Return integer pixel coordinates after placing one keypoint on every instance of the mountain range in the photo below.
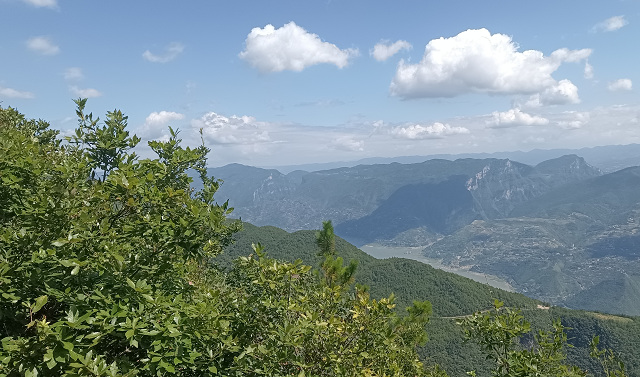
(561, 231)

--

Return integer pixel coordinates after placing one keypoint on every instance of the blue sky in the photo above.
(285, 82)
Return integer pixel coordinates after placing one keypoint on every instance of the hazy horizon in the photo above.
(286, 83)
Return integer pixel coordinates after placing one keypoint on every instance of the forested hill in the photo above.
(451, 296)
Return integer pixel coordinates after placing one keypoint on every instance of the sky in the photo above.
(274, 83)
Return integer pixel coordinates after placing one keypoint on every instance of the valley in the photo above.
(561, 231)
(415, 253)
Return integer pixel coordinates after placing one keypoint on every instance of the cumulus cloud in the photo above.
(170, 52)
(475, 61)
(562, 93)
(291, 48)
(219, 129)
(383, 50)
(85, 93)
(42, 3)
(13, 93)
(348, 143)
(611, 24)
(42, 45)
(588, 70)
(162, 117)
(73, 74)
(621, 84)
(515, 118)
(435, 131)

---

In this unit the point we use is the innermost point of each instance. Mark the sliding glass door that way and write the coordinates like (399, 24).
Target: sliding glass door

### [Task statement]
Gather every line of the data above that contains the string "integer", treating uppercase and lowercase as different.

### [Solution to the exercise]
Return integer pixel coordinates after placing one keypoint on every instance of the mountain range in the photo below.
Return integer pixel coordinates after placing one keypoint on every instance of the blue sky in the photo above.
Return integer pixel coordinates after placing one keypoint on every instance of the hazy horizon in the photo above.
Return integer pixel coordinates after placing one keypoint on every instance of the forested hill in the photo above.
Return integer pixel coordinates after placing one keypoint on every instance of the sky in the photo above.
Return integer pixel coordinates after placing one keypoint on every instance of the valley in the photo above.
Return integer pixel coordinates after placing one keypoint on every instance of the cumulus cloud in the photo above.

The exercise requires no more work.